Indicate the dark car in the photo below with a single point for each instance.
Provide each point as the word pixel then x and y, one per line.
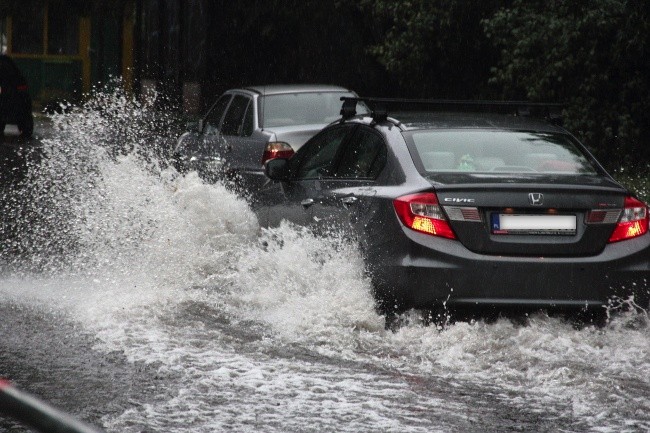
pixel 15 102
pixel 248 126
pixel 468 209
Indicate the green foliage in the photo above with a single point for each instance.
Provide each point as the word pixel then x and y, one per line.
pixel 593 56
pixel 434 48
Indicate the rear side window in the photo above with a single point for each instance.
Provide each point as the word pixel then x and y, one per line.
pixel 364 156
pixel 213 119
pixel 479 151
pixel 233 121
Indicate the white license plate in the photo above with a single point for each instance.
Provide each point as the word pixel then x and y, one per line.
pixel 533 224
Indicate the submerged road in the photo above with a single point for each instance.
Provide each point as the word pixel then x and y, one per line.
pixel 140 301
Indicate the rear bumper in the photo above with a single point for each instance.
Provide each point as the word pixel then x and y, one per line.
pixel 430 271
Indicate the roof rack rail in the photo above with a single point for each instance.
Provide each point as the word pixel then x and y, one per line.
pixel 379 112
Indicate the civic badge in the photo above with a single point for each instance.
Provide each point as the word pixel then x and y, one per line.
pixel 536 198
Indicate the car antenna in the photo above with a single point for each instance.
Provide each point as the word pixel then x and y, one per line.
pixel 263 104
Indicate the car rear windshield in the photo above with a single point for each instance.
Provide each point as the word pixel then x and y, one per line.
pixel 478 151
pixel 301 108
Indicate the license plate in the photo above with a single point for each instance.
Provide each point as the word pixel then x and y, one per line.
pixel 526 224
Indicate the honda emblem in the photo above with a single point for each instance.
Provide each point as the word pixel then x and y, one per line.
pixel 536 198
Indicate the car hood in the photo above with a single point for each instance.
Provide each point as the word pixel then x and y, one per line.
pixel 295 135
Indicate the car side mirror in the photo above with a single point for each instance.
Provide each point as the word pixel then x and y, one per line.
pixel 277 169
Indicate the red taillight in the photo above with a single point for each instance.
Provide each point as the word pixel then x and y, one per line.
pixel 633 221
pixel 277 149
pixel 422 213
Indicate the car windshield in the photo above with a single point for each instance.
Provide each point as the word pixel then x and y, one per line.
pixel 463 151
pixel 302 108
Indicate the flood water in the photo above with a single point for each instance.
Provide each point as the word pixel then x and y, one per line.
pixel 143 301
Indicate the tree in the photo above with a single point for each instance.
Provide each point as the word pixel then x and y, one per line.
pixel 593 56
pixel 434 48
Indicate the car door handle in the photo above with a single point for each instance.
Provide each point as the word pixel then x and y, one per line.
pixel 349 201
pixel 307 202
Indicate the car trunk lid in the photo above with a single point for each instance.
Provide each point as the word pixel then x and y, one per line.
pixel 532 215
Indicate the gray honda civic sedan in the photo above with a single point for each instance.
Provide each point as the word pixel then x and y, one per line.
pixel 468 209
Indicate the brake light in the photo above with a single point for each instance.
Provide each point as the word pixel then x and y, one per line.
pixel 633 221
pixel 422 213
pixel 277 149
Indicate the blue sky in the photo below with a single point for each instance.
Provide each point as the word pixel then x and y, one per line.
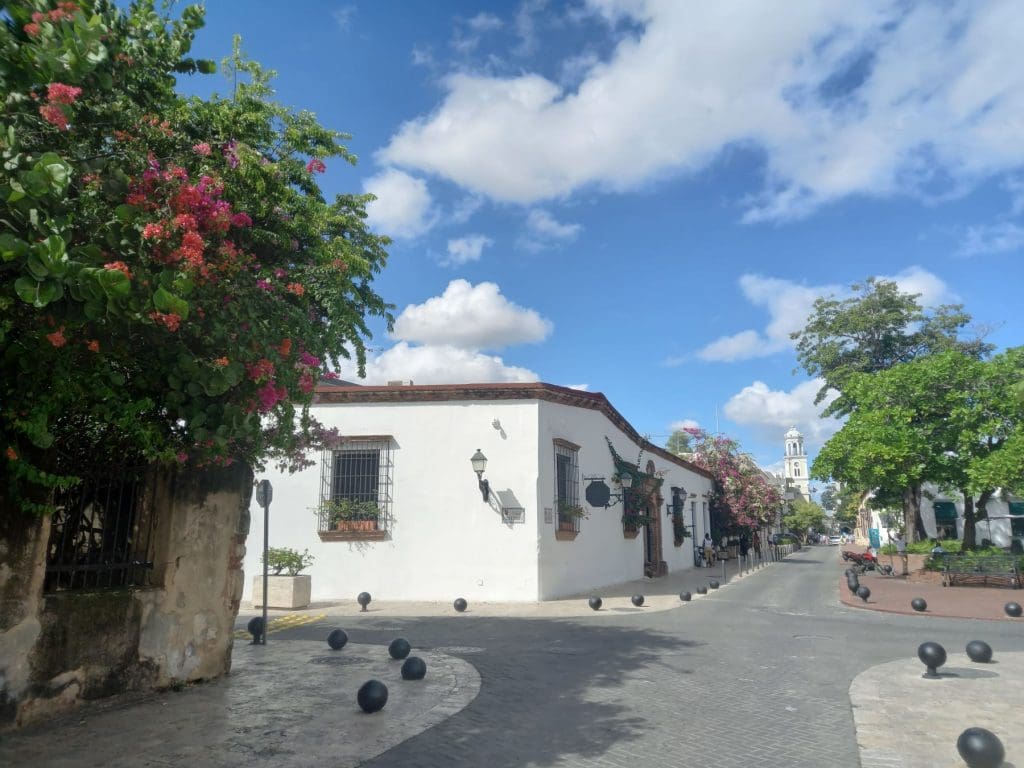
pixel 644 197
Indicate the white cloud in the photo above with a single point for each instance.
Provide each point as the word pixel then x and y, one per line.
pixel 771 412
pixel 439 365
pixel 788 305
pixel 403 207
pixel 839 98
pixel 463 250
pixel 986 239
pixel 471 317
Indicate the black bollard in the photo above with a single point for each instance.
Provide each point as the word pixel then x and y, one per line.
pixel 980 749
pixel 337 639
pixel 414 668
pixel 932 655
pixel 398 648
pixel 979 651
pixel 372 696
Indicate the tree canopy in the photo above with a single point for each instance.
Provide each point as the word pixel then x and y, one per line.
pixel 173 284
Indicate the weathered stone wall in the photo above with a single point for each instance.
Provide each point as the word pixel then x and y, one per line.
pixel 57 649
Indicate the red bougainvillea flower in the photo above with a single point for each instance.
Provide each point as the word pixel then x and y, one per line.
pixel 54 116
pixel 120 266
pixel 58 93
pixel 170 321
pixel 56 338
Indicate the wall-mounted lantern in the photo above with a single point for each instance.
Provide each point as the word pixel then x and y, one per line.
pixel 479 462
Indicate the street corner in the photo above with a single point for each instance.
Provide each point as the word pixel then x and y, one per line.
pixel 905 720
pixel 295 700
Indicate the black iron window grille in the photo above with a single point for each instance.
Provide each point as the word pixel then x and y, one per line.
pixel 567 487
pixel 355 486
pixel 100 534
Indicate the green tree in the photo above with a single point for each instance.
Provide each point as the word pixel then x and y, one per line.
pixel 173 284
pixel 804 516
pixel 878 328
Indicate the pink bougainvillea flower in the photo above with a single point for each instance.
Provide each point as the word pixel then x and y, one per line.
pixel 120 266
pixel 54 116
pixel 153 230
pixel 56 338
pixel 59 93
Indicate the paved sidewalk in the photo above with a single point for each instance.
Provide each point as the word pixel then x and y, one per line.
pixel 287 706
pixel 659 594
pixel 893 595
pixel 906 721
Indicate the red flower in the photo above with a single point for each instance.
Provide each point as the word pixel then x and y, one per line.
pixel 56 338
pixel 58 93
pixel 54 116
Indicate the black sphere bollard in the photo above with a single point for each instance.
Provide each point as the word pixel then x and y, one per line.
pixel 979 651
pixel 372 696
pixel 980 749
pixel 398 648
pixel 932 655
pixel 337 639
pixel 414 668
pixel 255 628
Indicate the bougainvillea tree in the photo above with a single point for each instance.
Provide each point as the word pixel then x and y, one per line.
pixel 173 284
pixel 741 495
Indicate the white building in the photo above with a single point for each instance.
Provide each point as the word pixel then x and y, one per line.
pixel 407 454
pixel 796 464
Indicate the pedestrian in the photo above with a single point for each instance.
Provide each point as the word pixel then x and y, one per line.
pixel 709 549
pixel 901 551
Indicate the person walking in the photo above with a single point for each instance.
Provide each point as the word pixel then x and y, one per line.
pixel 901 551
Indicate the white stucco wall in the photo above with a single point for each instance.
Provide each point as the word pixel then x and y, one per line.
pixel 600 555
pixel 445 542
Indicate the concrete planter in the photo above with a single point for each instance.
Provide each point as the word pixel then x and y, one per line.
pixel 285 592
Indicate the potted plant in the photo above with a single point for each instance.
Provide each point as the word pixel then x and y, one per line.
pixel 287 587
pixel 349 514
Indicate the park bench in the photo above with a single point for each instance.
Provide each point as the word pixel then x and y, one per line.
pixel 972 567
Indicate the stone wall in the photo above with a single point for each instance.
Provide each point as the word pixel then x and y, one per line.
pixel 59 648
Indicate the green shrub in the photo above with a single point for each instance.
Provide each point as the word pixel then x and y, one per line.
pixel 289 560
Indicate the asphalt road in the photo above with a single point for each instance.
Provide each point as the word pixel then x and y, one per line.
pixel 756 674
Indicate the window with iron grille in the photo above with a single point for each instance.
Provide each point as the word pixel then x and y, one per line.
pixel 567 485
pixel 99 534
pixel 355 489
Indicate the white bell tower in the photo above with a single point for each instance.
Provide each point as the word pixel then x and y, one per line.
pixel 796 463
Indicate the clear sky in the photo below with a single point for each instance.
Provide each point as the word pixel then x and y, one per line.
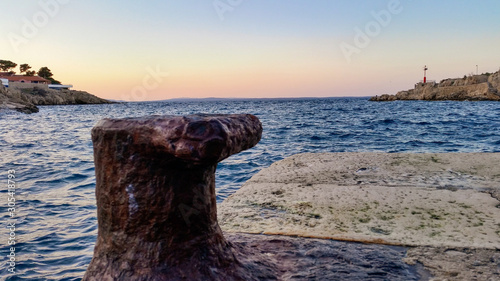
pixel 154 50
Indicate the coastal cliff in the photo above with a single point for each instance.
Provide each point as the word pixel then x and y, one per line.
pixel 26 100
pixel 472 88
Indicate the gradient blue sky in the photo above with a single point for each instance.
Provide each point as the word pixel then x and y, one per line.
pixel 123 49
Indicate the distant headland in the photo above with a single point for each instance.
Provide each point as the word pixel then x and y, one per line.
pixel 24 92
pixel 483 87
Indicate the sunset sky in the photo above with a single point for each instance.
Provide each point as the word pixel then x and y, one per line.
pixel 154 50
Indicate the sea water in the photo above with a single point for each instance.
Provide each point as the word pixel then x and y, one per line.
pixel 52 156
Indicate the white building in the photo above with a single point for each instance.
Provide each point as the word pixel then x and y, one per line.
pixel 5 82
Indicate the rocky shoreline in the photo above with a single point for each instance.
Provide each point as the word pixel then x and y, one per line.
pixel 484 87
pixel 27 100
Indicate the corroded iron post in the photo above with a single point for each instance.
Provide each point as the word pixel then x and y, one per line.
pixel 156 203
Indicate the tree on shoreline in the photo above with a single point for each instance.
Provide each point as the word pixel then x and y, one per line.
pixel 23 68
pixel 7 65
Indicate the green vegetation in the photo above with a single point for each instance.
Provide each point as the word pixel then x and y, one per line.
pixel 7 65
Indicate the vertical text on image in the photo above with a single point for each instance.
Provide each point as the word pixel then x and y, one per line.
pixel 11 223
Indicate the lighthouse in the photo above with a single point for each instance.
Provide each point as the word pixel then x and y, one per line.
pixel 425 74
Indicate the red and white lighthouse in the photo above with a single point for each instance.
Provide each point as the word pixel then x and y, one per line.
pixel 425 74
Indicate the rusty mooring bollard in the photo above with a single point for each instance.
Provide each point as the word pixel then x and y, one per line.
pixel 156 204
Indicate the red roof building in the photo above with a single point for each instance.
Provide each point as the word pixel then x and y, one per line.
pixel 26 79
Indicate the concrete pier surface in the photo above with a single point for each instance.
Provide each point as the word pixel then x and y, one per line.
pixel 444 206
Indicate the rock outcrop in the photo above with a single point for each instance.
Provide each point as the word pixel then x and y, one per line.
pixel 156 201
pixel 26 100
pixel 471 88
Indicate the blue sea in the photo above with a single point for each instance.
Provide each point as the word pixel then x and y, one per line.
pixel 52 156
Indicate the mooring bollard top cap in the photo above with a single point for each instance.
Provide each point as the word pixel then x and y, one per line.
pixel 199 138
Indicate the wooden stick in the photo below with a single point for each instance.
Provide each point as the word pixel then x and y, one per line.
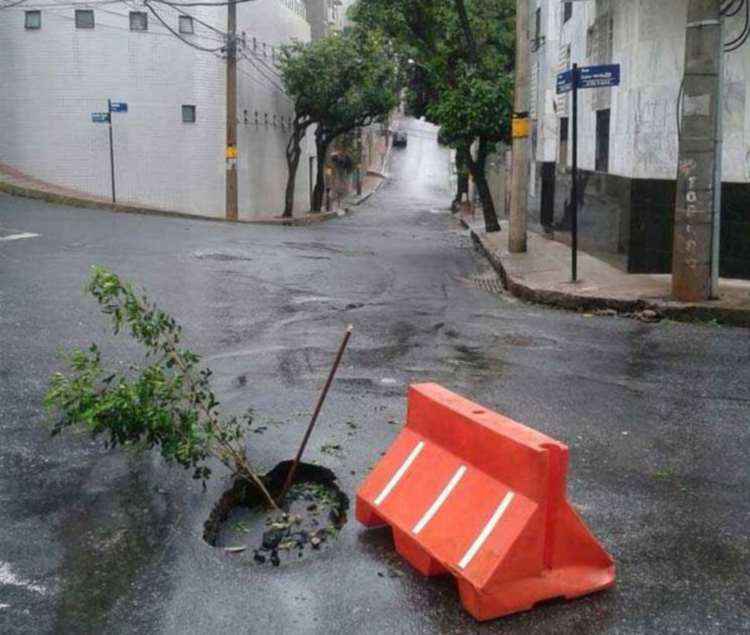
pixel 318 407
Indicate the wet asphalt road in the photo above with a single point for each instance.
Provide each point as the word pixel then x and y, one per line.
pixel 94 541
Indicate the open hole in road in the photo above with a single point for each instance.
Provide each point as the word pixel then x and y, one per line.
pixel 314 512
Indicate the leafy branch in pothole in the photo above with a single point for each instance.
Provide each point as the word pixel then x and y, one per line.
pixel 167 402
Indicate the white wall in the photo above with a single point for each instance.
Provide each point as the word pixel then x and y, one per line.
pixel 649 44
pixel 51 80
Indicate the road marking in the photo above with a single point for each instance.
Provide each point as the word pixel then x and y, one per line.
pixel 19 236
pixel 469 555
pixel 440 500
pixel 400 473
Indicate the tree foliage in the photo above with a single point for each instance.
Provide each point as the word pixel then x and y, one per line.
pixel 338 83
pixel 461 56
pixel 166 402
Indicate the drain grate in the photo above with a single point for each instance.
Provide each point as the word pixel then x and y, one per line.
pixel 487 281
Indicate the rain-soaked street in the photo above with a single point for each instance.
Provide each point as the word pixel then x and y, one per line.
pixel 656 417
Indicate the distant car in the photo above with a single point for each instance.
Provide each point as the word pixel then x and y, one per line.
pixel 400 139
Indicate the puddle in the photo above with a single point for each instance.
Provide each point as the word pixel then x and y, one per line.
pixel 220 257
pixel 314 512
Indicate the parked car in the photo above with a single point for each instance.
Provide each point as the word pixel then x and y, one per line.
pixel 399 139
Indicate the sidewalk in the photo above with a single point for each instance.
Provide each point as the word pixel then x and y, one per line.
pixel 16 183
pixel 543 275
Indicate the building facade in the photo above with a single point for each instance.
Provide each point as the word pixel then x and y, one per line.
pixel 61 62
pixel 628 135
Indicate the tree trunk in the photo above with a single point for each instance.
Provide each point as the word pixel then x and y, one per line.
pixel 462 184
pixel 477 169
pixel 293 153
pixel 321 145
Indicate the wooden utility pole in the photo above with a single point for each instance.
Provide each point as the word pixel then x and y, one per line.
pixel 695 254
pixel 231 149
pixel 520 131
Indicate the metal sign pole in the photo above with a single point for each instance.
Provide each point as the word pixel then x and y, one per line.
pixel 111 151
pixel 574 189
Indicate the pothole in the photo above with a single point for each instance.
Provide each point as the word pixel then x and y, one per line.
pixel 315 510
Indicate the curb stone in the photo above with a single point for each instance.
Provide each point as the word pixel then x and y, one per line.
pixel 73 201
pixel 572 302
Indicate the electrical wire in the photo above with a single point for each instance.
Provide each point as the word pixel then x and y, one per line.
pixel 271 80
pixel 737 42
pixel 198 20
pixel 147 4
pixel 729 11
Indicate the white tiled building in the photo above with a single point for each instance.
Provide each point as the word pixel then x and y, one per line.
pixel 628 135
pixel 56 69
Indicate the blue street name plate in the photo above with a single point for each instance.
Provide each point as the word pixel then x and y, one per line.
pixel 564 82
pixel 589 77
pixel 599 76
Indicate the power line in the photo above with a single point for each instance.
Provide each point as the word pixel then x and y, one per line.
pixel 271 80
pixel 147 4
pixel 737 42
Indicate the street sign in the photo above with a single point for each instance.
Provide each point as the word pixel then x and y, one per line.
pixel 604 76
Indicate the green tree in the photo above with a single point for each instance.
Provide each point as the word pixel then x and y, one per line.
pixel 461 54
pixel 337 83
pixel 166 402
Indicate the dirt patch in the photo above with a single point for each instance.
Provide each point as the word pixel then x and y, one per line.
pixel 314 512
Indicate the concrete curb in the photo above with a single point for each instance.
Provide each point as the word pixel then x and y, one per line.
pixel 573 302
pixel 73 201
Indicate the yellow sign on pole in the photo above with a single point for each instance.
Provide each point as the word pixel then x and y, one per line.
pixel 520 127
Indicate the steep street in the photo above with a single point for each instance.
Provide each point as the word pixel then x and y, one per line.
pixel 97 541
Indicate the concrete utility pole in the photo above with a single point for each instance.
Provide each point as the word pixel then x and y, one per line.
pixel 695 254
pixel 231 150
pixel 521 128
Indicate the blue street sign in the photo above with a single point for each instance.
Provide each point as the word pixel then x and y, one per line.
pixel 565 82
pixel 589 77
pixel 599 76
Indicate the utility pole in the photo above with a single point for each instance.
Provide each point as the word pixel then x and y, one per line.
pixel 695 254
pixel 231 150
pixel 520 131
pixel 111 151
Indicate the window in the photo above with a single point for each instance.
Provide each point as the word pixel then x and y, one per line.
pixel 138 21
pixel 186 24
pixel 602 140
pixel 84 19
pixel 563 129
pixel 33 20
pixel 188 113
pixel 567 11
pixel 563 158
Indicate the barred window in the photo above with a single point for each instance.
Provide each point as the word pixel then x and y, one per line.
pixel 188 113
pixel 84 19
pixel 33 20
pixel 138 21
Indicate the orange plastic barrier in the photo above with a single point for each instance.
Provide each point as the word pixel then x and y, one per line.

Goal.
Return, word for word, the stretch of lines from the one containing "Indicate the blue sky" through the one containing "pixel 878 328", with both of those lines included. Leave the pictures out.

Reply.
Indicate the blue sky in the photo below with a single point for each instance.
Provide each point as the word pixel then x and y, one per line.
pixel 644 197
Indicate the white cloud in the photo above with a single point for each instance.
Provide each point as the word pixel then x and y, one per line.
pixel 771 412
pixel 439 365
pixel 788 305
pixel 403 207
pixel 839 98
pixel 463 250
pixel 986 239
pixel 471 317
Indicate the black bollard in the photo above with a single point for each instance.
Provide each point as the word pixel then x and y, one per line.
pixel 980 749
pixel 337 639
pixel 414 668
pixel 932 655
pixel 398 648
pixel 979 651
pixel 372 696
Indicate the tree canopy in the photo above with a single point for each instance.
Provide each point as the word pixel then x and y, one per line.
pixel 173 284
Indicate the weathered stone wall in the photo above with a single point for each instance.
Provide each point as the word pixel then x and y, one per line.
pixel 57 649
Indicate the red bougainvillea flower in the photo above with a single point for each instance.
Provide each point as the word pixel then x and y, one per line.
pixel 54 116
pixel 120 266
pixel 58 93
pixel 170 321
pixel 56 338
Indicate the wall-mounted lantern in the photo above with a single point for each instance.
Provide each point as the word pixel then x and y, one per line.
pixel 479 462
Indicate the street corner in the photo above with a single point for each instance.
Provide each point as the word pixel then x and y, one per line.
pixel 905 720
pixel 295 700
Indicate the black iron window grille in the photo above with a single point for each instance.
Provide each point as the word pixel then x and y, one per line.
pixel 567 487
pixel 355 486
pixel 100 534
Indicate the green tree in the photo above with a single point for each instance.
Provide each point as the word pixel then x and y, one per line.
pixel 173 284
pixel 804 516
pixel 878 328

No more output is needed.